How to complete this task
Nothing should be dropped or changed: copy every line of the listing.
—————
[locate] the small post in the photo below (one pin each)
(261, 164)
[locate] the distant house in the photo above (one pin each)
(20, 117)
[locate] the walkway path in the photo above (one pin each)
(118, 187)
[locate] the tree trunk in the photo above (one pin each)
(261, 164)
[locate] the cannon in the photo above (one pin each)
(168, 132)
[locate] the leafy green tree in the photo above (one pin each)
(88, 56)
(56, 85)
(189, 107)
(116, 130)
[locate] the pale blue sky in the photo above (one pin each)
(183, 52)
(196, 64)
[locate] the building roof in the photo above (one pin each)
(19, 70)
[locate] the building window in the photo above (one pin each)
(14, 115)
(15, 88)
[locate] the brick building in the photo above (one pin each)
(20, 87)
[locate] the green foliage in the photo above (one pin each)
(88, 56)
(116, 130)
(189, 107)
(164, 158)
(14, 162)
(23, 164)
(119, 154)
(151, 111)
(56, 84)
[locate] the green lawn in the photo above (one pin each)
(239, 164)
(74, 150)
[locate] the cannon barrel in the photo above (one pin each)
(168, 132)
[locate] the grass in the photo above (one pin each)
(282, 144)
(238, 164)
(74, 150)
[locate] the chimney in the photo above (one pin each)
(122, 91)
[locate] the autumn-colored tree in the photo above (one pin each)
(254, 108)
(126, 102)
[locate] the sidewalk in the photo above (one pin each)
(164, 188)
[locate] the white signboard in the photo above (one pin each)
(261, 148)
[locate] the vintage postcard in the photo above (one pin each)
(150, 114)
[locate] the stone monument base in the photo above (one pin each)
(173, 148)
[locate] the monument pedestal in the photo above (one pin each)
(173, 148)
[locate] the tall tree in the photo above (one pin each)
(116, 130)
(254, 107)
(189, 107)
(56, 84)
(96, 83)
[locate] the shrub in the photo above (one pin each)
—————
Result of this task
[locate] the small post in the photo below (one pin each)
(261, 164)
[locate] the distant house in the photo above (one pin each)
(20, 117)
[locate] the walkway path in the photo above (one pin each)
(118, 187)
[locate] the tree trunk in the photo above (one pin each)
(261, 164)
[locate] the cannon in the photo above (one pin each)
(168, 132)
[locate] the leafy green tree in the photo above (one pin each)
(88, 56)
(56, 85)
(189, 107)
(116, 130)
[locate] the pale blue sky in the photo above (one pin each)
(183, 52)
(196, 64)
[locate] the building roof in the photo above (one pin each)
(19, 70)
[locate] the building window in the photo above (one pin each)
(14, 115)
(15, 88)
[locate] the brick building in the photo above (one pin each)
(20, 87)
[locate] the green foliage in the photo above (one pin each)
(88, 56)
(116, 130)
(189, 107)
(164, 158)
(14, 162)
(23, 164)
(119, 154)
(151, 111)
(56, 84)
[locate] the green lawn in the photo above (one pin each)
(239, 164)
(74, 150)
[locate] the cannon barrel in the photo above (one pin each)
(168, 132)
[locate] the grass in the photo above (one pin each)
(282, 144)
(238, 164)
(74, 150)
[locate] the chimney in the photo above (one pin each)
(122, 91)
[locate] the autumn-colored tree in the photo above (one pin each)
(254, 108)
(126, 102)
[locate] the sidewalk in the photo above (one pin each)
(164, 188)
[locate] the white signboard in the photo above (one pin each)
(261, 148)
[locate] the vintage postcard in the photo above (one pin each)
(150, 114)
[locate] the stone monument base in the photo above (one pin each)
(173, 148)
[locate] the monument pedestal in the photo above (one pin each)
(173, 148)
[locate] the tall tree in the photo above (one pin each)
(116, 130)
(254, 107)
(189, 107)
(56, 84)
(96, 83)
[locate] the shrub in the photo above (one pin each)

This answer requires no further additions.